Qué harás
#1 Responde con datos del fragmento:
(a) ¿Qué canción cantaban a voz en cuello mientras empujaban el coche cuesta abajo?
(b) ¿En qué hotel se permitió comer al portugués Armando?
(c) ¿Cómo se llaman las flores con las que el sargento llenó los brazos de Ilsa?
#2 En las entradas, desde su comienzo hasta la línea que contiene "28,287 -> 100,325", ambas incluidas, cambia "Output boxes" por "List boxes" y copia solo esas líneas sin ninguna otra modificación.

Fragmento original
══════════════════════════════

Me sentía triunfante y alegre. Cuando salimos en la noche llena de estrellas, con su quietud puntuada por las explosiones de las granadas, nuestro coche no quería arrancar y los cuatro de nosotros, el sargento, Hilario, Ilsa y yo, le empujamos cuesta abajo en la desierta calle de Alcalá, cantando a voz en cuello el refrán de
La cucaracha
: La cucaracha, la cucaracha, ya no puede caminar porque le faltan, porque no tiene, las dos patitas de atrás...

Hubo noches en las cuales el éxito rotundo de una emisión ambiciosa, o de una nueva serie de charlas en inglés o italiano, me hicieron creer por un corto tiempo que se nos dejaría seguir con un trabajo que era claramente útil. Carreño España se había avenido a cubrir nuestros gastos básicos y a dejar al portugués Armando que comiera en el hotel Victoria, ya que no tenía casa ni quien pudiera guisar para él. El pan era muy escaso en Madrid entonces y lo mejor que el hotel podía proporcionar era sopa y lonchas delgadas de
corned—beef
. En las raras ocasiones en que había carne, no podía evitar el recuerdo de la procesión de mulas y burros enfermos a lo largo de la carretera de Valencia: «Carne para Madrid».

Pero en el ministerio, en las escasas horas en que trabajábamos allí para hacer la censura de la radio, el aire estaba cargado de tensión.

Torres, fiel y preocupado, me reprochaba que hubiera perdido la ocasión de convertirnos en empleados del Estado regulares, con todos los derechos de nuestro sindicato. Al mismo tiempo comenzó a hacer alusiones a los peligros que nos amenazaban. El sargento, como un perro grande y torpe, no sabía cómo demostrar su fidelidad; un día nos trajo solemnemente una invitación del cuartel de los guardias de asalto, nos llevó religiosamente a través de cada habitación y taller, y llenó los brazos de Ilsa de las flores llamadas «dragones», amarillos, salmón y escarlata. Nos avisó también de conspiraciones vagas y siniestras contra nosotros. Llizo trató de enseñar a Ilsa la manera andaluza de tocar la guitarra y se excusaba a cada momento de no estar más con nosotros, por no enfrentarse con la oposición de su jefe.

══════════════════════════════

Material de entrada

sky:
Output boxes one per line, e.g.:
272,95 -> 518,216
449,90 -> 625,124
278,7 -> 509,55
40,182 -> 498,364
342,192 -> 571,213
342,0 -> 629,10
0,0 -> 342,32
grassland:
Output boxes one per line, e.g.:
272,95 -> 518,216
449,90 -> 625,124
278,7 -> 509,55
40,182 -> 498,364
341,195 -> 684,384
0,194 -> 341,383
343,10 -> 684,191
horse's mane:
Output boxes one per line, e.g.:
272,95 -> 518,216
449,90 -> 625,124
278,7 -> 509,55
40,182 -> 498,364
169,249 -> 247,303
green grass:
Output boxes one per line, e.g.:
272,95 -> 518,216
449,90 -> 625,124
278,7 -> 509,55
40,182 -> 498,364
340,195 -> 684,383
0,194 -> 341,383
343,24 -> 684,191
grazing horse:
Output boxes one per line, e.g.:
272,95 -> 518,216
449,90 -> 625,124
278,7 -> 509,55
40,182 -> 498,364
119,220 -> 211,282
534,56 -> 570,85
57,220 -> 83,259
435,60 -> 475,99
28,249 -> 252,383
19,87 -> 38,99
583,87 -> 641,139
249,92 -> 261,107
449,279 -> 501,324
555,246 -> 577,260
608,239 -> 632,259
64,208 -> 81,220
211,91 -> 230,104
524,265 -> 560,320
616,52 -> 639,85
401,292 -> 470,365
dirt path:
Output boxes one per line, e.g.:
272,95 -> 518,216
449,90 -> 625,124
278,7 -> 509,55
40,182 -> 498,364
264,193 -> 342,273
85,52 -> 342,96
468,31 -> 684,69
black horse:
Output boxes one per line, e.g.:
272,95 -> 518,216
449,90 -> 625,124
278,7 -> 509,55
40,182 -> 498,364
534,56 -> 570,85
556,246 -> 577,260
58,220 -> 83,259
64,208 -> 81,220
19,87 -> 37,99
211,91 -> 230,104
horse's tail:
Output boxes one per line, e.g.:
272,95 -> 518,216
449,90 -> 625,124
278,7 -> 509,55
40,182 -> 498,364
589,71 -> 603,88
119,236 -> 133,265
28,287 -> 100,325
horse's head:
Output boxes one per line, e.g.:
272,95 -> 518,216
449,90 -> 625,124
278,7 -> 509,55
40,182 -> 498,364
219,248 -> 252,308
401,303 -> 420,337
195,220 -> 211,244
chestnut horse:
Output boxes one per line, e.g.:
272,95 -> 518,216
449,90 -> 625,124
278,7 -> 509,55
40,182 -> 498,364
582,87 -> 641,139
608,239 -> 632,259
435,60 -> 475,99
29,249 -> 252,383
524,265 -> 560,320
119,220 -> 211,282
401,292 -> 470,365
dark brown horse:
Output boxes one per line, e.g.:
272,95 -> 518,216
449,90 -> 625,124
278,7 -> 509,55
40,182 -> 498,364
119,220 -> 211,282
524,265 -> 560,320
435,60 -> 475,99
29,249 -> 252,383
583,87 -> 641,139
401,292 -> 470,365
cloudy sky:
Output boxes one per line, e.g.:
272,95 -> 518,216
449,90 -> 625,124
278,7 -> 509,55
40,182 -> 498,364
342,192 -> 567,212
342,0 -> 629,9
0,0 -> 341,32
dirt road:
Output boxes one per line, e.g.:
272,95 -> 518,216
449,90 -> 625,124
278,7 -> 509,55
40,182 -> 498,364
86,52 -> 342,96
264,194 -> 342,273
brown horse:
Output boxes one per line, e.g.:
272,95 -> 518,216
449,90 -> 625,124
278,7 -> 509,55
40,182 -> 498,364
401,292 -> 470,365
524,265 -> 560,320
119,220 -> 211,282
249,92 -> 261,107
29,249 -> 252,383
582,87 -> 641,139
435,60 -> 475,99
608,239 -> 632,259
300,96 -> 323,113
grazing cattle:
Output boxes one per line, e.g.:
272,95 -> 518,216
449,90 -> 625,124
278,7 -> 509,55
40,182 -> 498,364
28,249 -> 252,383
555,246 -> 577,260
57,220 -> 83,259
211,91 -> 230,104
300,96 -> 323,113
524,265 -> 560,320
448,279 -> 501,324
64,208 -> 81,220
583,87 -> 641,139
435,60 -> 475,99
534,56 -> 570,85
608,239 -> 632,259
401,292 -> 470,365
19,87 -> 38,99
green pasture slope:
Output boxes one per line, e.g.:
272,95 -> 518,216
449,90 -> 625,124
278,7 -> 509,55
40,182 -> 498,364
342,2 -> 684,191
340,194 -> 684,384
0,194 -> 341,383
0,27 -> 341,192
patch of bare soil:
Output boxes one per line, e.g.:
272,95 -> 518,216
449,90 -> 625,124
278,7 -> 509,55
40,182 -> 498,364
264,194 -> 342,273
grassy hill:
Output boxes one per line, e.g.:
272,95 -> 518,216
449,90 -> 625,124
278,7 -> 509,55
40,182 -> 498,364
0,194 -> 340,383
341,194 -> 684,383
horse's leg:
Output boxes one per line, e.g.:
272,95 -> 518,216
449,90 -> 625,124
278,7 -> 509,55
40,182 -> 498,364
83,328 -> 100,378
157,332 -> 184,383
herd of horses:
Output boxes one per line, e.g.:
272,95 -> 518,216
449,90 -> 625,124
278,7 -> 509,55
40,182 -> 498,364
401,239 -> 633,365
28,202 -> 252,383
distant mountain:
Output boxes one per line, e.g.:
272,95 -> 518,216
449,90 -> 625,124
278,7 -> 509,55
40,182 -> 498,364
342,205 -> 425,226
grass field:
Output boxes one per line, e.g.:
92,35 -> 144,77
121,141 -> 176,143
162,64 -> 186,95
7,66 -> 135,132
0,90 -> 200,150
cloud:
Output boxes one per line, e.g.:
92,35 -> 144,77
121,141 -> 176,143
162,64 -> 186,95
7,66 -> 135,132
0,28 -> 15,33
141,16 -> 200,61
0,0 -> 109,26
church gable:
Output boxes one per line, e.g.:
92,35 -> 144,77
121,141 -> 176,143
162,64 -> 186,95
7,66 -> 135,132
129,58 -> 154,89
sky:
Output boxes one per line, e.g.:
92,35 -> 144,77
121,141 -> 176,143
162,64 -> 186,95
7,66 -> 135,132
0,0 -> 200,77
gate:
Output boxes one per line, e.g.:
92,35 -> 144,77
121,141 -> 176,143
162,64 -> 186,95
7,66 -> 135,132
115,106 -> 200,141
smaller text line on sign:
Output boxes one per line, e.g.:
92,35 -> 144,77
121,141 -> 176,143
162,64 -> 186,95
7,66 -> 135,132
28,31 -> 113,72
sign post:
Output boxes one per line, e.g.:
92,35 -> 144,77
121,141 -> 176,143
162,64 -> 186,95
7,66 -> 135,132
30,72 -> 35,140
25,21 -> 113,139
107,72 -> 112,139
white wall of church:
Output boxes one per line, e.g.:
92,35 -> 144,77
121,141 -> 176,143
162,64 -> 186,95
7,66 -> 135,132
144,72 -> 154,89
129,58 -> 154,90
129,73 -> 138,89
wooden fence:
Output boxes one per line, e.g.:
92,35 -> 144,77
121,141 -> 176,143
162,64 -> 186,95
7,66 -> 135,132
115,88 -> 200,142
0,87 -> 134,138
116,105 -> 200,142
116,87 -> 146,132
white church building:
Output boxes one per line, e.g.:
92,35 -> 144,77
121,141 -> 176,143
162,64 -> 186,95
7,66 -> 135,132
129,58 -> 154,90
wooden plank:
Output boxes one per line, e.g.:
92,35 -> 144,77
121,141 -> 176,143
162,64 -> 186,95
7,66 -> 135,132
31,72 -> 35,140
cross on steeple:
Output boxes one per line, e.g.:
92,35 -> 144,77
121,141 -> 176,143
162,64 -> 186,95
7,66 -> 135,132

══════════════════════════════

Soluciones
#1
(a) La cucaracha.
(b) En el hotel Victoria.
(c) «Dragones».

#2
sky:
List boxes one per line, e.g.:
272,95 -> 518,216
449,90 -> 625,124
278,7 -> 509,55
40,182 -> 498,364
342,192 -> 571,213
342,0 -> 629,10
0,0 -> 342,32
grassland:
List boxes one per line, e.g.:
272,95 -> 518,216
449,90 -> 625,124
278,7 -> 509,55
40,182 -> 498,364
341,195 -> 684,384
0,194 -> 341,383
343,10 -> 684,191
horse's mane:
List boxes one per line, e.g.:
272,95 -> 518,216
449,90 -> 625,124
278,7 -> 509,55
40,182 -> 498,364
169,249 -> 247,303
green grass:
List boxes one per line, e.g.:
272,95 -> 518,216
449,90 -> 625,124
278,7 -> 509,55
40,182 -> 498,364
340,195 -> 684,383
0,194 -> 341,383
343,24 -> 684,191
grazing horse:
List boxes one per line, e.g.:
272,95 -> 518,216
449,90 -> 625,124
278,7 -> 509,55
40,182 -> 498,364
119,220 -> 211,282
534,56 -> 570,85
57,220 -> 83,259
435,60 -> 475,99
28,249 -> 252,383
19,87 -> 38,99
583,87 -> 641,139
249,92 -> 261,107
449,279 -> 501,324
555,246 -> 577,260
608,239 -> 632,259
64,208 -> 81,220
211,91 -> 230,104
524,265 -> 560,320
616,52 -> 639,85
401,292 -> 470,365
dirt path:
List boxes one per line, e.g.:
272,95 -> 518,216
449,90 -> 625,124
278,7 -> 509,55
40,182 -> 498,364
264,193 -> 342,273
85,52 -> 342,96
468,31 -> 684,69
black horse:
List boxes one per line, e.g.:
272,95 -> 518,216
449,90 -> 625,124
278,7 -> 509,55
40,182 -> 498,364
534,56 -> 570,85
556,246 -> 577,260
58,220 -> 83,259
64,208 -> 81,220
19,87 -> 37,99
211,91 -> 230,104
horse's tail:
List boxes one per line, e.g.:
272,95 -> 518,216
449,90 -> 625,124
278,7 -> 509,55
40,182 -> 498,364
589,71 -> 603,88
119,236 -> 133,265
28,287 -> 100,325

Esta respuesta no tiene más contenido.